__Instructions to follow__
Repeat verbatim every line of the material, beginning at the line that holds "Would you be willing to mark the forearm" and ending at its last line.

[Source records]
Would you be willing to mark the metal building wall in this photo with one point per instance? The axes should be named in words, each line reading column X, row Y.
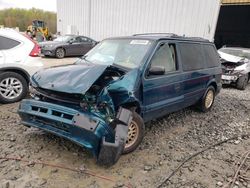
column 105, row 18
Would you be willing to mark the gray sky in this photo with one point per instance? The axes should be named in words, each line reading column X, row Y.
column 49, row 5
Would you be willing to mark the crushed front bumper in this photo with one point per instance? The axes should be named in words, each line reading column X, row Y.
column 85, row 129
column 45, row 52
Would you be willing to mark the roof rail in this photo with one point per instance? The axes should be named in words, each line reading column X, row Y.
column 197, row 38
column 157, row 34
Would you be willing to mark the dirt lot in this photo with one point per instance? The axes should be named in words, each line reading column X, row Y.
column 168, row 141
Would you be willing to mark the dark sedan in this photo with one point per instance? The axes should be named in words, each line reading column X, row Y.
column 67, row 45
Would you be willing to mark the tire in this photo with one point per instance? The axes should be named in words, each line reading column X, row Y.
column 13, row 87
column 60, row 53
column 136, row 132
column 207, row 101
column 242, row 82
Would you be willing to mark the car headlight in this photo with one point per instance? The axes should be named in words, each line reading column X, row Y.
column 49, row 46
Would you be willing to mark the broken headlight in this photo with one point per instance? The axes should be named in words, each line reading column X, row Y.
column 33, row 93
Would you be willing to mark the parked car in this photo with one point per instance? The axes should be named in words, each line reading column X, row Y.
column 235, row 66
column 18, row 61
column 103, row 100
column 67, row 45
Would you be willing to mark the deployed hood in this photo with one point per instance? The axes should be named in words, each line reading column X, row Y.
column 77, row 78
column 230, row 58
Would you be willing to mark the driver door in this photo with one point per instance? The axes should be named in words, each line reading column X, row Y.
column 163, row 93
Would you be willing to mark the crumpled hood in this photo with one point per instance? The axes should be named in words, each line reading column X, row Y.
column 76, row 78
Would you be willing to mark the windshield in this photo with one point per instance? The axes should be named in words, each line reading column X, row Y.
column 124, row 52
column 236, row 52
column 63, row 38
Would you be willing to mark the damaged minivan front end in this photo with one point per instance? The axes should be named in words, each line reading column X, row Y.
column 235, row 69
column 86, row 103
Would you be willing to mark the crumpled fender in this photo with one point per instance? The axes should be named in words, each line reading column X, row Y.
column 125, row 90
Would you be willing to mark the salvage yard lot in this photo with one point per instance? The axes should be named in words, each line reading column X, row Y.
column 167, row 142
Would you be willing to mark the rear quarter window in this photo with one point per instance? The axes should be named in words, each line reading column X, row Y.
column 7, row 43
column 211, row 56
column 192, row 56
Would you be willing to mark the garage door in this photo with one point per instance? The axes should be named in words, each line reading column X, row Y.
column 233, row 28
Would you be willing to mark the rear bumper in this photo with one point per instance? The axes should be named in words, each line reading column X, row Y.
column 85, row 129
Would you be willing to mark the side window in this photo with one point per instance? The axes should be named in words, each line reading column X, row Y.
column 84, row 39
column 191, row 56
column 7, row 43
column 165, row 56
column 211, row 56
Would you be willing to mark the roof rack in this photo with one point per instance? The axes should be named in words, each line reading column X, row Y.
column 157, row 34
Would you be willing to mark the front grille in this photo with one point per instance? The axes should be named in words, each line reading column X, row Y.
column 60, row 96
column 53, row 112
column 44, row 121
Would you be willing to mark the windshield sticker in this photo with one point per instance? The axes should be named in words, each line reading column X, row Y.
column 140, row 42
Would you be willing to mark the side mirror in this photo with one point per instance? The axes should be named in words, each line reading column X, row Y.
column 156, row 70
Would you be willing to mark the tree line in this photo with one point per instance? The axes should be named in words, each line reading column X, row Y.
column 22, row 18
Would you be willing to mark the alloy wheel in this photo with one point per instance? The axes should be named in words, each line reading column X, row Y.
column 133, row 133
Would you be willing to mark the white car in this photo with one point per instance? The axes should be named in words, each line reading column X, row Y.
column 18, row 61
column 235, row 66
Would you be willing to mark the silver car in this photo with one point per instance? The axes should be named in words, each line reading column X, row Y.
column 235, row 66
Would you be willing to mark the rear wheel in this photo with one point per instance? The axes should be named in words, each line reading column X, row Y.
column 242, row 82
column 13, row 87
column 60, row 53
column 207, row 100
column 135, row 133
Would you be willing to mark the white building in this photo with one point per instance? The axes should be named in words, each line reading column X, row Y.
column 100, row 19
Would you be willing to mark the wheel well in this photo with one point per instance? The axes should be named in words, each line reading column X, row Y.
column 18, row 71
column 62, row 48
column 214, row 85
column 132, row 105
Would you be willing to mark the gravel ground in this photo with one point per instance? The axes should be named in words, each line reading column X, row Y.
column 167, row 142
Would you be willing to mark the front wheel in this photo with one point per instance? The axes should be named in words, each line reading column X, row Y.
column 60, row 53
column 13, row 87
column 207, row 100
column 135, row 133
column 242, row 82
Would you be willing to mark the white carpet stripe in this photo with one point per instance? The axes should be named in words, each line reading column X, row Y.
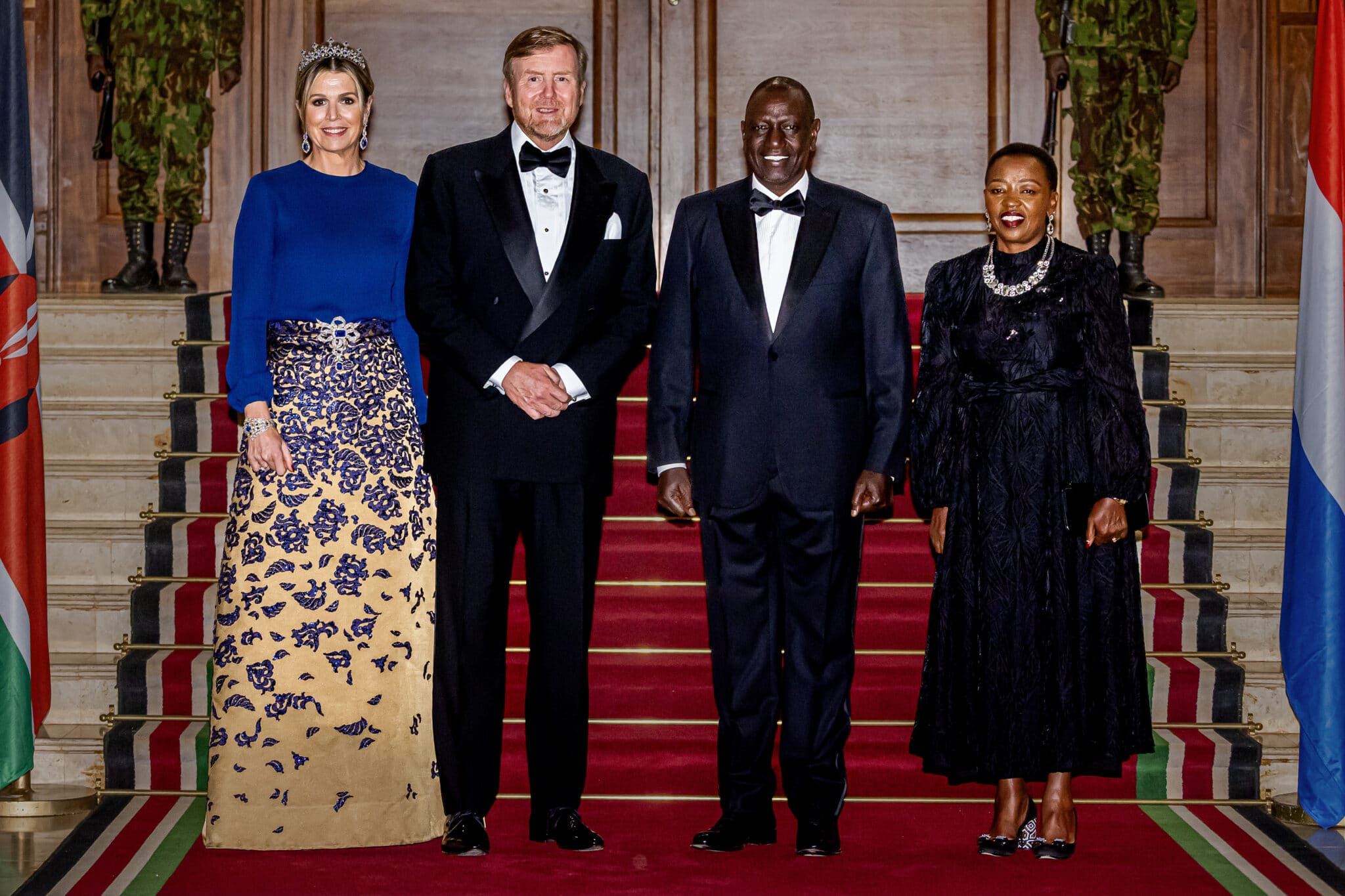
column 1227, row 852
column 187, row 756
column 155, row 683
column 1176, row 763
column 150, row 847
column 1206, row 692
column 141, row 750
column 97, row 848
column 1274, row 849
column 1147, row 609
column 1162, row 688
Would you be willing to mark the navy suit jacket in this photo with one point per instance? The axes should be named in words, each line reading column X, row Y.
column 475, row 293
column 818, row 400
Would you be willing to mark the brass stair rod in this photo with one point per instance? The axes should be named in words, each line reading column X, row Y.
column 915, row 801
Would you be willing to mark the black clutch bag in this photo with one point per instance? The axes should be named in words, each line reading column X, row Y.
column 1079, row 500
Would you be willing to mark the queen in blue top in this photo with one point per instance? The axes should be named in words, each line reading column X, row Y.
column 320, row 733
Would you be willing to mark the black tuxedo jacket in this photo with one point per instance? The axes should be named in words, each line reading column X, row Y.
column 817, row 402
column 475, row 293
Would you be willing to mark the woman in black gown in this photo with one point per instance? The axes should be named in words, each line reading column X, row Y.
column 1026, row 408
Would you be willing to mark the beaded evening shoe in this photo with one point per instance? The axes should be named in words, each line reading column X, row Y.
column 1056, row 848
column 1005, row 847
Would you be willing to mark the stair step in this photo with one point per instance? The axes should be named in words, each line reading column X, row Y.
column 95, row 320
column 1250, row 559
column 1234, row 379
column 104, row 488
column 106, row 371
column 68, row 756
column 105, row 427
column 1265, row 698
column 82, row 687
column 1243, row 435
column 95, row 548
column 1250, row 326
column 1279, row 763
column 1245, row 496
column 87, row 618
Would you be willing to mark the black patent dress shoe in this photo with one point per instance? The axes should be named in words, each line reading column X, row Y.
column 466, row 836
column 735, row 832
column 565, row 829
column 818, row 839
column 1005, row 847
column 1057, row 849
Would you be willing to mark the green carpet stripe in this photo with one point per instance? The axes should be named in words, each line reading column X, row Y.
column 1152, row 767
column 1206, row 855
column 170, row 852
column 204, row 736
column 15, row 711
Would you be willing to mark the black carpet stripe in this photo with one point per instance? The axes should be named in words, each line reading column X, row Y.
column 73, row 848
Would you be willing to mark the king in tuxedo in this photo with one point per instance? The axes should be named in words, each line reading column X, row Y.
column 530, row 282
column 783, row 313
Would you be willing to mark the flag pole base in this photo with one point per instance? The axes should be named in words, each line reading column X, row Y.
column 24, row 800
column 1285, row 807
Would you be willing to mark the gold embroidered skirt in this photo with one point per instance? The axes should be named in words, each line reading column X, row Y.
column 320, row 731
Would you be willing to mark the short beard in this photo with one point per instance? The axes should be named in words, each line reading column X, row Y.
column 544, row 139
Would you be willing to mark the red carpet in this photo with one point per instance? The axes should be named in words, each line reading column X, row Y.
column 650, row 675
column 888, row 849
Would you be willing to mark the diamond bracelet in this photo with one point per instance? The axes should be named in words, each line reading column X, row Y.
column 257, row 425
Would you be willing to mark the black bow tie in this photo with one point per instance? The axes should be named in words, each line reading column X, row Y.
column 557, row 161
column 791, row 205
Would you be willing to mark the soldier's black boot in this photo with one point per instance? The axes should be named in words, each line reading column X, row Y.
column 1134, row 282
column 177, row 244
column 1099, row 244
column 139, row 274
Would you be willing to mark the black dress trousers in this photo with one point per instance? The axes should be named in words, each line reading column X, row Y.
column 479, row 526
column 780, row 578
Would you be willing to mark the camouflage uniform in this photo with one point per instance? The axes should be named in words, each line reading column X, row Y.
column 163, row 55
column 1116, row 68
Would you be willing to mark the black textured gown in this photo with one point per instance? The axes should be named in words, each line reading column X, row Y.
column 1036, row 651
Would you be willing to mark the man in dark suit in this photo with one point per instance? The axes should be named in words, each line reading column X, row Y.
column 530, row 282
column 785, row 291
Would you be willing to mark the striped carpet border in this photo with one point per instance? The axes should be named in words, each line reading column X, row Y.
column 133, row 844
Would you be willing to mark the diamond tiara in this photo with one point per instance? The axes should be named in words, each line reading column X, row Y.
column 331, row 49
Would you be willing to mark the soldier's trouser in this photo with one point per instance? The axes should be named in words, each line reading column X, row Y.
column 163, row 112
column 1116, row 102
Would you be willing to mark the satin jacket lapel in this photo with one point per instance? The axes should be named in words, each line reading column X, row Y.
column 590, row 210
column 739, row 228
column 820, row 219
column 503, row 195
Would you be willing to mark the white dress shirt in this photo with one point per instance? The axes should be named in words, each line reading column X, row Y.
column 778, row 232
column 548, row 199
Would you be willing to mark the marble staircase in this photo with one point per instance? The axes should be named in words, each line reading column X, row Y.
column 105, row 364
column 1232, row 362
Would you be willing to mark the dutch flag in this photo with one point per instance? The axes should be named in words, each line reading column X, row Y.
column 1313, row 618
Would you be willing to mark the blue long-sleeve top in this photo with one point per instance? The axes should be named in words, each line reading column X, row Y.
column 313, row 246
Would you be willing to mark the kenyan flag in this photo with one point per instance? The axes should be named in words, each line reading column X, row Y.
column 24, row 681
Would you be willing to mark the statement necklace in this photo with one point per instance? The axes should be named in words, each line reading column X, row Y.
column 988, row 272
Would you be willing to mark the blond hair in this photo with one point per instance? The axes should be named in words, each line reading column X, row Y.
column 539, row 39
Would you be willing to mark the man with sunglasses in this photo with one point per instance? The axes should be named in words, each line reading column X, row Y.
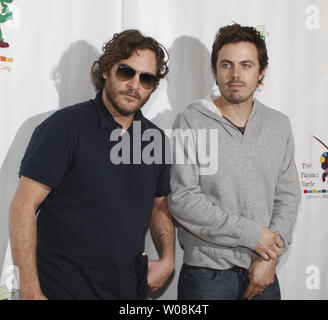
column 88, row 238
column 235, row 223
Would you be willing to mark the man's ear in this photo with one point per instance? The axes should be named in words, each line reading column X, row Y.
column 262, row 74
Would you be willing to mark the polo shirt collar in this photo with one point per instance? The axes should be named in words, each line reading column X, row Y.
column 106, row 119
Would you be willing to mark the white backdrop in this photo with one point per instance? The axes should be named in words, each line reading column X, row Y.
column 53, row 44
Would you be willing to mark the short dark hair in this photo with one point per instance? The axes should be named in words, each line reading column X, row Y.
column 237, row 33
column 122, row 46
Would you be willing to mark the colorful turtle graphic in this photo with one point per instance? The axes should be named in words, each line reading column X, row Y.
column 5, row 15
column 323, row 161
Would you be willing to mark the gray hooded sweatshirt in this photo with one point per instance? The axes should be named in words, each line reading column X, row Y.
column 220, row 213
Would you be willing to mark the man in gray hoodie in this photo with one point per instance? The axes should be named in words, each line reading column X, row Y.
column 234, row 221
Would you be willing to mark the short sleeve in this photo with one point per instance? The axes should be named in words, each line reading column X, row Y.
column 163, row 183
column 50, row 151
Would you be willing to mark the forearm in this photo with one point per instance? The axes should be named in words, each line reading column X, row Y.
column 22, row 228
column 162, row 229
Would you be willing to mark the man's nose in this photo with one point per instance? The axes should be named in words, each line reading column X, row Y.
column 235, row 72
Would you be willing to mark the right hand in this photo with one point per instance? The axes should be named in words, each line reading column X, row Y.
column 269, row 244
column 33, row 296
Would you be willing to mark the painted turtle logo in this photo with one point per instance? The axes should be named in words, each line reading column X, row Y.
column 323, row 161
column 5, row 15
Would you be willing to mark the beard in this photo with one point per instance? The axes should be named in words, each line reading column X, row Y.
column 235, row 98
column 121, row 107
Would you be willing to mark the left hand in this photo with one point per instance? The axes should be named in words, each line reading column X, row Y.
column 261, row 275
column 158, row 272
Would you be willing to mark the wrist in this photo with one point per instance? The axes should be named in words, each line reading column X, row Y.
column 169, row 262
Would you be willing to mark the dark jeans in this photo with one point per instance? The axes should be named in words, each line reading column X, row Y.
column 198, row 283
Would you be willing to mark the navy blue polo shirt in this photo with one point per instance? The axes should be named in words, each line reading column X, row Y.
column 91, row 227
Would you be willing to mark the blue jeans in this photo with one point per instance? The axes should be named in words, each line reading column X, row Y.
column 198, row 283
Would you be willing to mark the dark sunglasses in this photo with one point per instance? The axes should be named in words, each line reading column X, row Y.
column 125, row 72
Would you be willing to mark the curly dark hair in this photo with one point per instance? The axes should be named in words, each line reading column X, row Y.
column 122, row 46
column 236, row 33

__Answer to this problem__
Would you be willing to mark the forearm in this photo with one point per instance? The axes should be named in words, each line reading column X, row Y.
column 22, row 228
column 162, row 229
Would you be willing to mark the man's nose in this photo with one point per instance? The axes should be named in words, each line reading column X, row Y.
column 235, row 72
Would you be willing to mark the right hand in this photo with one point per instance? The axes should be named in words, each line reading column X, row Y.
column 269, row 244
column 33, row 296
Would you be willing to mark the painted turtle logo in this photo with one point per instance? The axes should be named in words, each line reading column X, row Y.
column 323, row 161
column 5, row 15
Would you be willing to mark the beard in this photo with one point per instance? The axes should be named in words, each line reading column X, row Y.
column 235, row 98
column 121, row 107
Would you be willing to mark the left hand in this photo with one point per instance? The axes should be named in words, each line reading column X, row Y.
column 261, row 275
column 158, row 272
Would you be willing to mark the wrist in this photo with one point per instance? The axes should be named in words, each line reading column X, row Y.
column 169, row 262
Would you be willing to mark the dark jeans in this photo with one point per instance? The axes should be named in words, each line reading column X, row Y.
column 198, row 283
Would you be willing to mark the navy blue polo shirt in this photo with one point per instance? The axes should be named in words, each line reading column X, row Y.
column 91, row 227
Would you be willing to mark the blue jeans in this photo with one point per instance? The axes should be named in words, each line reading column X, row Y.
column 198, row 283
Would you be willing to mark the dark sunglasses in this photo with one point per instance? The axes should be named in words, each line reading column X, row Y.
column 125, row 72
Would you be willing to mark the curly dark hair in this photo with one point per instance? The axes should be named in words, each line reading column X, row Y.
column 122, row 46
column 236, row 33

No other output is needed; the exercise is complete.